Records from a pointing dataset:
■ ■ ■
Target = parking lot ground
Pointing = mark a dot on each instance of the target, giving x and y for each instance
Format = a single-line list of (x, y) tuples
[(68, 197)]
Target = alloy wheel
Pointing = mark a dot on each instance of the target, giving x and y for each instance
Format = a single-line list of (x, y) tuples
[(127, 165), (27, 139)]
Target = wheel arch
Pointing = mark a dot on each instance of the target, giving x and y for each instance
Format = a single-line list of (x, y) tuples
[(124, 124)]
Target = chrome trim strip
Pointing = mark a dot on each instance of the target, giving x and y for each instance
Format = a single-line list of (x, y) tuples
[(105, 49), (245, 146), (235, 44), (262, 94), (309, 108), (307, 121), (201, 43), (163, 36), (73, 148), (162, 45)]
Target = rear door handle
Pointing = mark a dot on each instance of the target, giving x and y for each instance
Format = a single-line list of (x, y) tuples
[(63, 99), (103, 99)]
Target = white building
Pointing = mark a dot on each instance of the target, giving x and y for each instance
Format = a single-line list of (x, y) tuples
■ ■ ■
Set exercise: Reproduce every line of the data above word for word, keeping the original order.

Answer for the task:
Target = parking lot ground
Pointing = mark a dot on each instance of the target, giving x and y for each instance
Format = a single-line list of (x, y) tuples
[(68, 197)]
Target = alloy wheel
Pointing = mark a dot on each instance of the target, giving x and y for each instance
Format = a single-line list of (x, y) tuples
[(127, 165), (27, 139)]
Target = wheel arch
Pointing = mark a dot on each instance of the target, giving x and y for each instance
Format = a single-line list of (x, y) tuples
[(124, 124)]
Target = chrome trim strip
Pointing = mark a dot on each instance of the target, giving x and y for each instance
Format = a single-line list of (x, y) tuples
[(105, 49), (245, 146), (235, 44), (262, 94), (309, 108), (307, 121), (201, 43), (163, 36), (73, 148), (162, 45)]
Target = rear door handle
Pointing = mark a dot on each instance of the target, giving x and y for each instance
Format = a single-line list of (x, y) tuples
[(63, 99), (103, 99)]
Target = white building
Pointing = mark a dot on each instance of the target, giving x and y for each instance
Format = a single-line list of (x, y) tuples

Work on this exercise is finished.